▸ Page text:
## begin

Garage studio layout

7 years ago

Remember my carriage house plans? They were dashed. IDK what my GC was thinking but it would have been tricky to get approved.

Then we trimmed back our plans in Iteration 1.

But the next problem was that I didn't realize that what I think of as my backyard is my front yard and I need more of a setback.

In addition, I don't want the structure to obscure any light or views for the main house.

So now we are talking a 2.5 car garage with a studio above. The size that works best for placement vis a vis the main house is 22x32.

Here is the floorplan for the second story. I think its primary use would be as a hangout space for the kids, and for sleepovers. Occasional adult guests. Summer only. We are building an outdoor shower with hot water and privacy... for rinsing off sand etc. We would want a small wetbar (sink and undercounter fridge) for snacks, coffee etc.

It is 22x32. The french doors have an ocean view.

WWYD, layout wise?







Comments (50)

  • 7 years ago
    last modified: 7 years ago

    Is this already built? Can you change a few things?

## end

▸ Input material:
## begin

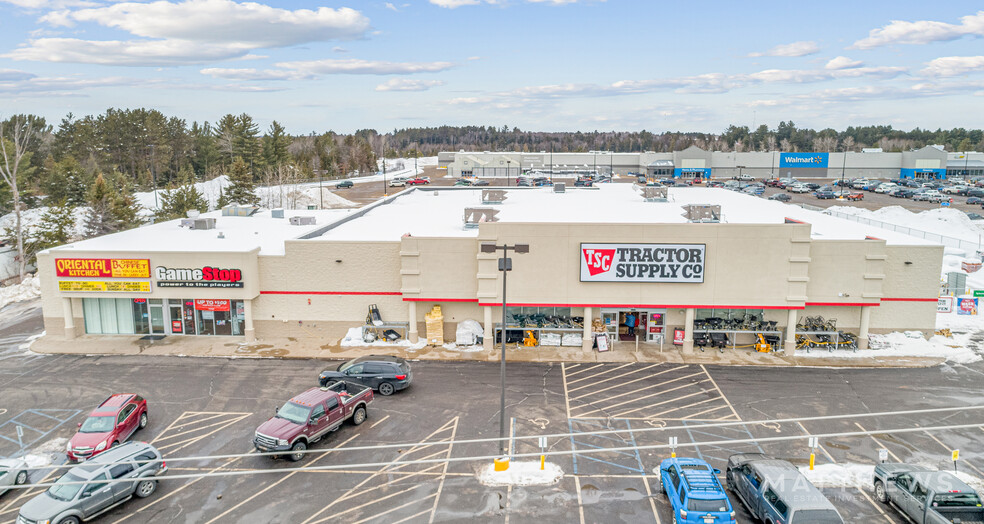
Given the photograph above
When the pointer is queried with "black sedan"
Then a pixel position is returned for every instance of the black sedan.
(383, 373)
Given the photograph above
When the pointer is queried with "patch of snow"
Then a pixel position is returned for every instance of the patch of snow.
(858, 476)
(353, 338)
(46, 454)
(28, 289)
(521, 474)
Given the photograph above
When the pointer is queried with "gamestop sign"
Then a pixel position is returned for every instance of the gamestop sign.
(642, 263)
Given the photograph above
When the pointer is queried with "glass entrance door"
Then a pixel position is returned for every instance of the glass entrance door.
(156, 316)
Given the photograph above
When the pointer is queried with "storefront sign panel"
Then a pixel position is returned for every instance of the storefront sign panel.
(680, 263)
(102, 267)
(101, 286)
(208, 304)
(803, 159)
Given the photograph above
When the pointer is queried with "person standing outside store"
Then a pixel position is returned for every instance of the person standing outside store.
(630, 320)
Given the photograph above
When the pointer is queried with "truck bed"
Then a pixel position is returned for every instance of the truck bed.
(349, 391)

## end

▸ Exercise set:
1. Retype the passage of the garage studio post starting at "But the next" and ending at "snacks, coffee etc.", reproducing it word for word.
2. Pick out each line of the entries that contains the string "with", matching case exactly, and copy those lines.

▸ Answers for the tasks:
1.
But the next problem was that I didn't realize that what I think of as my backyard is my front yard and I need more of a setback.

In addition, I don't want the structure to obscure any light or views for the main house.

So now we are talking a 2.5 car garage with a studio above. The size that works best for placement vis a vis the main house is 22x32.

Here is the floorplan for the second story. I think its primary use would be as a hangout space for the kids, and for sleepovers. Occasional adult guests. Summer only. We are building an outdoor shower with hot water and privacy... for rinsing off sand etc. We would want a small wetbar (sink and undercounter fridge) for snacks, coffee etc.

2.
When the pointer is queried with "black sedan"
When the pointer is queried with "patch of snow"
When the pointer is queried with "gamestop sign"
When the pointer is queried with "glass entrance door"
When the pointer is queried with "storefront sign panel"
When the pointer is queried with "person standing outside store"
When the pointer is queried with "truck bed"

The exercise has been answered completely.